[A run of entries]
◆ ◆ ◆ ◆ ◆ ◆ ◆
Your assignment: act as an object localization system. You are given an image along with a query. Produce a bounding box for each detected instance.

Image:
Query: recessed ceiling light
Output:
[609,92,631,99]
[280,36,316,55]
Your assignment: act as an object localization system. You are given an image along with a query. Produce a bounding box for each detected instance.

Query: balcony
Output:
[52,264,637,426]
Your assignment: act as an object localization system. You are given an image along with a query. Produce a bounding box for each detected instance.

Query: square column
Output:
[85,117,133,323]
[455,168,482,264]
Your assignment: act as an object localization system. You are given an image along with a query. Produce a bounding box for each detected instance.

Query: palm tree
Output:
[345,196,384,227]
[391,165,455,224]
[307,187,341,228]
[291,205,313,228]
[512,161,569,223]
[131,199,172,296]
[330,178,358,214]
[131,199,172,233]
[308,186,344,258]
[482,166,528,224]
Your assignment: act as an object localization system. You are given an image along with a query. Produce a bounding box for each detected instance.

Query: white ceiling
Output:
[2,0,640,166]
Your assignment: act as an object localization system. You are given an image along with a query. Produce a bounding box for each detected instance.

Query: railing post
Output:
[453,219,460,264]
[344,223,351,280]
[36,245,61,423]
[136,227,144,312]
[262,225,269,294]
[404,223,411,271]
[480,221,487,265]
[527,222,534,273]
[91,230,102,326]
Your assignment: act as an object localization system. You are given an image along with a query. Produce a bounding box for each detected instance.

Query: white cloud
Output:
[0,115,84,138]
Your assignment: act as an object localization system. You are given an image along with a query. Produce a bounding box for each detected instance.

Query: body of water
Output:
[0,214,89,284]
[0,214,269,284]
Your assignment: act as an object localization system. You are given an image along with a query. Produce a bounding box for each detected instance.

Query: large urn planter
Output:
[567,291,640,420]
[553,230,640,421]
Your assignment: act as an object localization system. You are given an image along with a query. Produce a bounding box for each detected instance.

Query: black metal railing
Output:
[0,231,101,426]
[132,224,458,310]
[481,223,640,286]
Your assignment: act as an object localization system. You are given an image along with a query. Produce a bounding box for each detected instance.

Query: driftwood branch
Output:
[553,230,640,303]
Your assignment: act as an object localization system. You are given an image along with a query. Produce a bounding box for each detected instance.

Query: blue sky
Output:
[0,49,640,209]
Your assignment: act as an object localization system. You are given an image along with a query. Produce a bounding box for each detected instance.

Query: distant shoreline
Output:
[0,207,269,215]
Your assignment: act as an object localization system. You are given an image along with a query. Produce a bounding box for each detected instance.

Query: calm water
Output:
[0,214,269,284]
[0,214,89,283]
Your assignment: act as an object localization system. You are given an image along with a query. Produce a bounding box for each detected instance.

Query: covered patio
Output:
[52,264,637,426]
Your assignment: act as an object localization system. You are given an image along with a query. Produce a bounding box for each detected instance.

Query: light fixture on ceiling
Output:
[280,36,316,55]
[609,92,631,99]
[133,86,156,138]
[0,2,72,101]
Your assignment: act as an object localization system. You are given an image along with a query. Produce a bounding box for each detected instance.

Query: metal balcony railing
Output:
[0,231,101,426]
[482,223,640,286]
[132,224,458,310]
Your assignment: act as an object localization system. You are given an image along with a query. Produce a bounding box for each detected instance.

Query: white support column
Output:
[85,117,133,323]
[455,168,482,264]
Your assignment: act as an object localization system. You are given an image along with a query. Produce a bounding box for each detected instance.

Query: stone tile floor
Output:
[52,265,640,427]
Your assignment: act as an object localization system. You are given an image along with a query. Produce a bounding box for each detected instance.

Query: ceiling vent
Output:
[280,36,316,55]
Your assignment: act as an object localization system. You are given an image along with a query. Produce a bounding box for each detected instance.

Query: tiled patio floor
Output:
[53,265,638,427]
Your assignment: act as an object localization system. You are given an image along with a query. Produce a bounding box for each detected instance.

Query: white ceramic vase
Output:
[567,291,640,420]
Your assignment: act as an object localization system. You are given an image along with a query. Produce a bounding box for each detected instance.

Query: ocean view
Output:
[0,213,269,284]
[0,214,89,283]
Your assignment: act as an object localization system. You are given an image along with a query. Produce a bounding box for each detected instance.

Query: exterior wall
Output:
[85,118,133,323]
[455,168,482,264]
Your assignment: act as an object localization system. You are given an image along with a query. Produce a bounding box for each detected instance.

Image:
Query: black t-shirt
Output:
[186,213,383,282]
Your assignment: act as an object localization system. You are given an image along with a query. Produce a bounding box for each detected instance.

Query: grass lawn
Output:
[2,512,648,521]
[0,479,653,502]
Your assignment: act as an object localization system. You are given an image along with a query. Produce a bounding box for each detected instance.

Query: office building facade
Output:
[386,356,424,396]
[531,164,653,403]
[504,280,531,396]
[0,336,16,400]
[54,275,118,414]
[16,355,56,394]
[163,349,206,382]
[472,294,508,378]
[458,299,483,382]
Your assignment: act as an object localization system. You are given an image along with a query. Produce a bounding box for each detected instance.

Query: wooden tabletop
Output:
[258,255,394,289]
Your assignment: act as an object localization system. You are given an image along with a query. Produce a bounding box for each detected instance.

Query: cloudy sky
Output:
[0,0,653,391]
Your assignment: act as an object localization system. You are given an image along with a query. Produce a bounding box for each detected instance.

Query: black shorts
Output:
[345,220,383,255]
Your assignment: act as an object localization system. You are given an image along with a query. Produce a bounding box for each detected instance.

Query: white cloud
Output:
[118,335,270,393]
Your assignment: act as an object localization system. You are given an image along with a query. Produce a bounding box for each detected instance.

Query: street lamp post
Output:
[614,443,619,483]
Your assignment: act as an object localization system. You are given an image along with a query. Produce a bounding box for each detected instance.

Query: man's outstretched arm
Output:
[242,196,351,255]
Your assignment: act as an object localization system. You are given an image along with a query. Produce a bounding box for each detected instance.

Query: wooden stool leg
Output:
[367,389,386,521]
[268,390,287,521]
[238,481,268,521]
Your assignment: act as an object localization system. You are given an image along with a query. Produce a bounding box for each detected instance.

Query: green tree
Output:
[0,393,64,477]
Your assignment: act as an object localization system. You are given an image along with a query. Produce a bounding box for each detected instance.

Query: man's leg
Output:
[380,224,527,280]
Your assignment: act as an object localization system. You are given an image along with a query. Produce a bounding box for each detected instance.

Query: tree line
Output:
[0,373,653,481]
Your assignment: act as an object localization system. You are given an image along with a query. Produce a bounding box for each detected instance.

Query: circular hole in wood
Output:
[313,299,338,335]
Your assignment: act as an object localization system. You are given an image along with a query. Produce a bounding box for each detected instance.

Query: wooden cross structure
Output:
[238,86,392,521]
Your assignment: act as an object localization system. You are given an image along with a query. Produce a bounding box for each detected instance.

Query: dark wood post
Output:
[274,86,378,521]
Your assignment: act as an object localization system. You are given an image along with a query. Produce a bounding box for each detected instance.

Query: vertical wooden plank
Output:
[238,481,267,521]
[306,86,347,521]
◆ ◆ ◆ ◆ ◆ ◆ ◆
■ Given exercise
Pull out every line in the entries above that contains the word "floor", copying each one in full.

■ Answer
Query: stone tile floor
Query: tiled patio floor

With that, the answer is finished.